Format the records below as a Markdown table with the columns "Row" and "Line," one numbered row per line, skipping blank lines. Leave the pictures out.

-- START Given data --

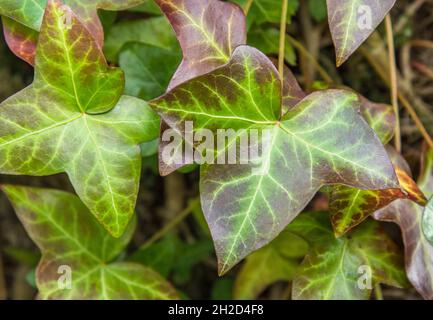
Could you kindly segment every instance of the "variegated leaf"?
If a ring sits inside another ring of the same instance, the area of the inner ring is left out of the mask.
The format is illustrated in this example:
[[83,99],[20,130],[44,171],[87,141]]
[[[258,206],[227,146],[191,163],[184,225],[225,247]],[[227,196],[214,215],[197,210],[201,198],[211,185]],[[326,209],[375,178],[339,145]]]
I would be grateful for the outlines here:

-- END Given data --

__Output__.
| Row | Line |
|---|---|
| 1 | Could you kindly segment every instance of the "variegated leaf"? |
| 2 | If a ring sits inside another ring of the same instance, the area of the inner ring is left out of the mask. |
| 3 | The format is illustrated in this example: |
| 4 | [[83,99],[20,130],[44,171],[87,141]] |
| 5 | [[[258,206],[227,146],[191,163],[184,225],[225,247]],[[227,196],[214,215],[197,210],[201,198],[211,185]],[[326,209],[375,178],[339,145]]] |
| 6 | I would be grateful for the outlines here: |